BEGIN Task data
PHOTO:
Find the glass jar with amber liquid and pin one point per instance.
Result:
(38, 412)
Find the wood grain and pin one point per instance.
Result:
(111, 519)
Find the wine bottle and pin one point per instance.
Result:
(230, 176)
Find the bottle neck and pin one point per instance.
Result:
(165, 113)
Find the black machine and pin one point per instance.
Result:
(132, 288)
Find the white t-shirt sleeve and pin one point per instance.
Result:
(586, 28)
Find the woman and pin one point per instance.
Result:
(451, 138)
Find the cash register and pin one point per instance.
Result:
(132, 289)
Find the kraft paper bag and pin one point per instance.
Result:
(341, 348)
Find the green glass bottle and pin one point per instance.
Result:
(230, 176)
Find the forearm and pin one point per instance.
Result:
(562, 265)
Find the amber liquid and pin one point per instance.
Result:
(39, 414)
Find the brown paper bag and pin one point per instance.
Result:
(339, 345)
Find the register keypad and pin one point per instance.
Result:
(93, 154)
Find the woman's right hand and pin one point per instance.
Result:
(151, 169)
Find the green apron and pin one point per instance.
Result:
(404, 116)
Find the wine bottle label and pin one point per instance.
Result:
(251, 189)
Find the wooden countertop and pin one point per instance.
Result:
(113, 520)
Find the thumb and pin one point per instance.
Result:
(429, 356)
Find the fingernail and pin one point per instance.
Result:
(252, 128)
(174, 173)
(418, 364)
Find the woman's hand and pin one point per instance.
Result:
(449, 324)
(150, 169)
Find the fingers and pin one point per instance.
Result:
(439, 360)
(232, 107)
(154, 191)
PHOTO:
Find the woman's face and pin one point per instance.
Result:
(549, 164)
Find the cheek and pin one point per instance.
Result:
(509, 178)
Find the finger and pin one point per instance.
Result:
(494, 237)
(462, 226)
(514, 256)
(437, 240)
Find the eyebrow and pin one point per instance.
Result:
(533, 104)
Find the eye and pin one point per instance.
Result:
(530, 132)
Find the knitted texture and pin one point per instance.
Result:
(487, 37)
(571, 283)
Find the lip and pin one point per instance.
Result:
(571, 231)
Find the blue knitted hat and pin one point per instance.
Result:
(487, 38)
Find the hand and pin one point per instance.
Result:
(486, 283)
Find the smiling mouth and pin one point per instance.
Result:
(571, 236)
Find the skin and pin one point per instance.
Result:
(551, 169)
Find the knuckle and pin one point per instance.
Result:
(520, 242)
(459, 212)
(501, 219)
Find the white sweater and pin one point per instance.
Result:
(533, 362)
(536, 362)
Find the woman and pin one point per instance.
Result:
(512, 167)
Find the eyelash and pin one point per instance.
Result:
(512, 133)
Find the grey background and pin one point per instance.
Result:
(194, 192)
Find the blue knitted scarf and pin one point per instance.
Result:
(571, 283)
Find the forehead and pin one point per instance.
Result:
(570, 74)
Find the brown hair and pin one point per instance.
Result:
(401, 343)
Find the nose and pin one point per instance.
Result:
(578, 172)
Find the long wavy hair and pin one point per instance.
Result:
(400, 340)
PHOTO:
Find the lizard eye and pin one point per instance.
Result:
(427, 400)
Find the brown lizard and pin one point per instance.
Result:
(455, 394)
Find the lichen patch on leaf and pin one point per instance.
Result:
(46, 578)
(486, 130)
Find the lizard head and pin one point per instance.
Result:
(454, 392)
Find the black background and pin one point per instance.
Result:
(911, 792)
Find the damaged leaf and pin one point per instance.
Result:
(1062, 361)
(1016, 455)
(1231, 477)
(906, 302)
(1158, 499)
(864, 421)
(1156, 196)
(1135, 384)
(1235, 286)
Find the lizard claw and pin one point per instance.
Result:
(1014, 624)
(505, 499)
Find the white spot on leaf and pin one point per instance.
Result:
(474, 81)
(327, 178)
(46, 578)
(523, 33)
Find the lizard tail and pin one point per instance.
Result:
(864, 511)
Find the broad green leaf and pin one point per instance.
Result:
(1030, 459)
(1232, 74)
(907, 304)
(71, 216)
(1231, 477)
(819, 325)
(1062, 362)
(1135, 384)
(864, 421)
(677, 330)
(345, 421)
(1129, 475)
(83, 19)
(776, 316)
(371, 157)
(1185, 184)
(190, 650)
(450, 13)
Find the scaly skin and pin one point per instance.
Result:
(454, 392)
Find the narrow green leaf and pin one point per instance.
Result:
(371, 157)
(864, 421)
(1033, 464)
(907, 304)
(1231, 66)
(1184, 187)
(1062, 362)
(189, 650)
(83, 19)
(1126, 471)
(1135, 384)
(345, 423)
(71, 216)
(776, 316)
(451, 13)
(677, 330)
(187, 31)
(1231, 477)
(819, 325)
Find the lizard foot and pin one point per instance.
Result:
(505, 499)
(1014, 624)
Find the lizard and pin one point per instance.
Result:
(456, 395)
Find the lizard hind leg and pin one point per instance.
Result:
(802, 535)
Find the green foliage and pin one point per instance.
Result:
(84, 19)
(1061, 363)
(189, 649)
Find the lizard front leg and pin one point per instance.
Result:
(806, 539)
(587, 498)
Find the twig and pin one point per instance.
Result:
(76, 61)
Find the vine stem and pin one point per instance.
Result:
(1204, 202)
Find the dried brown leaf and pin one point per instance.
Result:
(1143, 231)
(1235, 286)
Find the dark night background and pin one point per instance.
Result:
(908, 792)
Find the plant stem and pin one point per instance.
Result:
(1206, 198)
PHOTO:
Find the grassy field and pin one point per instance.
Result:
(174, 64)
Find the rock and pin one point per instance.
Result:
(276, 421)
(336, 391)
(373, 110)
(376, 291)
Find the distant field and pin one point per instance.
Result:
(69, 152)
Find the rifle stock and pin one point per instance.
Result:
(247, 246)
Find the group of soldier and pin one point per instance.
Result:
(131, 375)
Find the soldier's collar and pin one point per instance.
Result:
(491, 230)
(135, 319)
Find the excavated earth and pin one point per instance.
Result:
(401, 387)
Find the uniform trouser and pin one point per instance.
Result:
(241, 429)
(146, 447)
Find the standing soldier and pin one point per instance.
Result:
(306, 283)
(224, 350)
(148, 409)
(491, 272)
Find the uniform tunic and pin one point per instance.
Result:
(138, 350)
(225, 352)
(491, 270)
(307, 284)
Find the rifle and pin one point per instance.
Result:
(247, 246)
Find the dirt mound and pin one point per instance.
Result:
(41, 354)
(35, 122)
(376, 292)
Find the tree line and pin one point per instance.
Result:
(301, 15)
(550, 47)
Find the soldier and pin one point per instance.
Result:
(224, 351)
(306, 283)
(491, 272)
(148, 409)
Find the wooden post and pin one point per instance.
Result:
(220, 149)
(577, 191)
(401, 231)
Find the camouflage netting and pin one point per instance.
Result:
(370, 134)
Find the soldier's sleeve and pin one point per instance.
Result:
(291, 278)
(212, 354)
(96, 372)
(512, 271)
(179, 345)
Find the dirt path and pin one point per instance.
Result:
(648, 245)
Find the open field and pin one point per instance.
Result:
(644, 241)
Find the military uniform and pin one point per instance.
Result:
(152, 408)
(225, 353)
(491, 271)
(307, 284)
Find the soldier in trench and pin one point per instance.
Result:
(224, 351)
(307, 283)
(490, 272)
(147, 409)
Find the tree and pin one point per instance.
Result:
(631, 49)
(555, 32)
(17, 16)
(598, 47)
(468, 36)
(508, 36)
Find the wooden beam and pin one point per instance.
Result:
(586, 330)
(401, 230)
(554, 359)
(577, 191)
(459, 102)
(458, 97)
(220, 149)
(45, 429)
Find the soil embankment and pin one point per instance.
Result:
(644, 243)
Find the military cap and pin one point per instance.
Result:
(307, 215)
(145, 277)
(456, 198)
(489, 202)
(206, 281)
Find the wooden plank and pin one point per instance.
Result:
END Task data
Directive
Reproduce all of the entries above word for word, changing nothing.

Exercise output
PHOTO:
Find the glass jar with amber liquid and pin one point per instance.
Result:
(38, 412)
Find the wood grain and pin one point per instance.
Result:
(111, 519)
Find the wine bottle and pin one point per instance.
Result:
(230, 176)
Find the bottle neck and pin one point per instance.
Result:
(165, 113)
Find the black machine and pin one point per instance.
Result:
(132, 288)
Find the white t-shirt sleeve and pin one point per instance.
Result:
(586, 28)
Find the woman and pin one point per instance.
Result:
(451, 138)
Find the cash register and pin one point per instance.
Result:
(132, 289)
Find the kraft paper bag and pin one point per instance.
Result:
(341, 348)
Find the green glass bottle and pin one point per instance.
Result:
(230, 176)
Find the forearm and pin one point per instance.
Result:
(562, 265)
Find the amber liquid and pin one point per instance.
Result:
(39, 414)
Find the brown paper bag and pin one point per instance.
Result:
(339, 345)
Find the register keypad and pin one point per instance.
Result:
(93, 154)
Find the woman's right hand and pin one point per instance.
Result:
(151, 169)
Find the green apron and pin one point per instance.
Result:
(404, 116)
Find the wine bottle label and pin one point per instance.
Result:
(251, 189)
Find the wooden countertop and pin one point per instance.
Result:
(113, 520)
Find the thumb and pin one point per instance.
Result:
(429, 356)
Find the fingernail and pin one point per instance.
Result:
(252, 128)
(174, 173)
(418, 364)
Find the woman's hand and pin one point per instance.
Result:
(449, 324)
(150, 169)
Find the fingers and pin one point per instance.
Result:
(439, 360)
(232, 107)
(154, 191)
PHOTO:
Find the woman's face and pin one point per instance.
Result:
(549, 164)
Find the cheek and pin one point per instance.
Result:
(509, 178)
Find the finger and pin one point per instance.
Result:
(494, 237)
(462, 226)
(514, 256)
(437, 240)
Find the eyebrow and pin one point per instance.
Result:
(533, 104)
Find the eye and pin one point per instance.
Result:
(530, 132)
Find the knitted texture and pin one point per instance.
Result:
(487, 37)
(571, 283)
Find the lip and pin one point per instance.
Result:
(571, 231)
Find the blue knitted hat and pin one point per instance.
Result:
(487, 38)
Find the hand and pin one point per instance.
Result:
(486, 283)
Find the smiling mouth and pin one point per instance.
Result:
(571, 236)
Find the skin and pin one point per instance.
Result:
(551, 169)
Find the knuckle and pin one point per instance.
Result:
(520, 242)
(459, 212)
(501, 219)
Find the white sweater and pin one point per instance.
Result:
(533, 362)
(536, 362)
Find the woman and pin one point per instance.
Result:
(512, 167)
Find the eyelash and pin one point per instance.
Result:
(512, 133)
Find the grey background and pin one point per instance.
Result:
(194, 192)
Find the blue knitted scarf and pin one point per instance.
Result:
(571, 283)
Find the forehead and pin one point per instance.
Result:
(570, 74)
Find the brown hair and pin one point per instance.
Result:
(401, 343)
Find the nose and pin one point per instance.
Result:
(578, 172)
Find the long wavy hair and pin one point per instance.
Result:
(400, 340)
PHOTO:
Find the lizard eye and pin one point per instance.
Result:
(427, 400)
Find the brown lizard and pin one point per instance.
Result:
(455, 394)
Find the lichen patch on leaf and pin one point per instance.
Result:
(46, 578)
(486, 130)
Find the lizard head and pin one point per instance.
Result:
(454, 392)
Find the black background and pin one point per instance.
Result:
(911, 792)
Find the damaged leaf and pin one point per instance.
Result:
(1062, 361)
(1016, 455)
(1231, 477)
(906, 302)
(1158, 499)
(864, 421)
(1156, 196)
(1135, 384)
(1235, 286)
Find the lizard claw and pin one point per instance.
Result:
(1014, 624)
(505, 499)
Find the white spot on leaf and pin one point per instance.
Result:
(474, 81)
(327, 178)
(46, 578)
(523, 33)
Find the lizard tail and pin one point per instance.
Result:
(864, 511)
Find the broad green leaf and pin one point per instance.
Result:
(1030, 459)
(1232, 74)
(907, 304)
(71, 216)
(1231, 477)
(819, 325)
(1062, 362)
(1135, 384)
(864, 421)
(677, 330)
(345, 421)
(1129, 475)
(83, 19)
(776, 316)
(371, 157)
(1185, 184)
(190, 650)
(450, 13)
Find the scaly skin and pin one point per instance.
Result:
(454, 392)
Find the narrow green leaf and pin one point per instance.
Result:
(371, 157)
(864, 421)
(1033, 464)
(907, 304)
(1231, 66)
(1184, 187)
(1062, 362)
(189, 650)
(83, 19)
(1126, 471)
(1135, 384)
(345, 423)
(71, 216)
(776, 316)
(451, 13)
(677, 330)
(187, 31)
(1231, 477)
(819, 325)
Find the lizard foot and pin one point per instance.
Result:
(505, 499)
(1014, 624)
Find the lizard and pin one point per instance.
Result:
(456, 395)
Find the lizard hind leg and pin one point per instance.
Result:
(802, 535)
Find the green foliage and pin one point per instance.
Result:
(84, 19)
(1061, 363)
(189, 649)
Find the lizard front leg and pin one point per instance.
Result:
(806, 539)
(587, 498)
Find the twig and pin one point per instance.
Result:
(76, 61)
Find the vine stem and pin one point per instance.
Result:
(1204, 202)
Find the dried brown leaf and pin one point per instance.
Result:
(1143, 231)
(1235, 286)
Find the dark night background and pin one point per instance.
Result:
(908, 792)
Find the plant stem and pin one point per instance.
Result:
(1206, 198)
PHOTO:
Find the grassy field and pin one point per instance.
Result:
(174, 64)
Find the rock and pin one point per instance.
Result:
(276, 421)
(336, 391)
(373, 110)
(376, 291)
Find the distant field and pin one point per instance.
Result:
(69, 152)
Find the rifle stock and pin one point per instance.
Result:
(247, 246)
Find the group of soldier and pin one point per instance.
Result:
(131, 375)
Find the soldier's collar and pin one point per instance.
Result:
(491, 230)
(135, 319)
Find the excavated earth and pin one point per instance.
Result:
(401, 387)
Find the uniform trouser and pin one point per instance.
Result:
(241, 429)
(146, 447)
Find the standing soldier and pin one point per instance.
Result:
(306, 283)
(224, 350)
(148, 409)
(491, 272)
Find the uniform tunic and pin one point per instance.
Result:
(138, 350)
(225, 352)
(491, 270)
(307, 284)
Find the rifle and pin one point per instance.
Result:
(247, 246)
Find the dirt mound and pin one point per instance.
Result:
(41, 354)
(35, 122)
(376, 292)
Find the tree line and pin one point per instance.
Result:
(301, 15)
(550, 47)
Find the soldier and pin one point per instance.
Result:
(224, 351)
(306, 283)
(491, 272)
(148, 409)
Find the wooden post and pin one point per instance.
Result:
(220, 149)
(577, 191)
(401, 231)
Find the camouflage netting and pin one point per instance.
Result:
(370, 134)
Find the soldier's sleeve and pin one point per instance.
Result:
(291, 278)
(212, 354)
(96, 372)
(512, 271)
(179, 345)
Find the dirt path and pin one point per instance.
Result:
(648, 245)
Find the open field and pin one point per instance.
Result:
(644, 241)
Find the military uniform and pin one point per instance.
Result:
(152, 408)
(225, 353)
(491, 271)
(307, 284)
Find the soldier in trench and pin one point per instance.
Result:
(224, 351)
(307, 283)
(490, 272)
(147, 409)
Find the tree and pin one point per instance.
Result:
(631, 49)
(555, 32)
(17, 16)
(598, 47)
(468, 36)
(508, 36)
Find the wooden beam and pin one point per instance.
Result:
(586, 330)
(401, 230)
(554, 359)
(577, 191)
(459, 102)
(458, 97)
(220, 149)
(45, 429)
Find the soil embankment and pin one point per instance.
Result:
(644, 243)
Find the military cap and pin one point per instance.
Result:
(307, 215)
(145, 277)
(456, 198)
(489, 202)
(206, 281)
Find the wooden plank and pin one point per instance.
Result:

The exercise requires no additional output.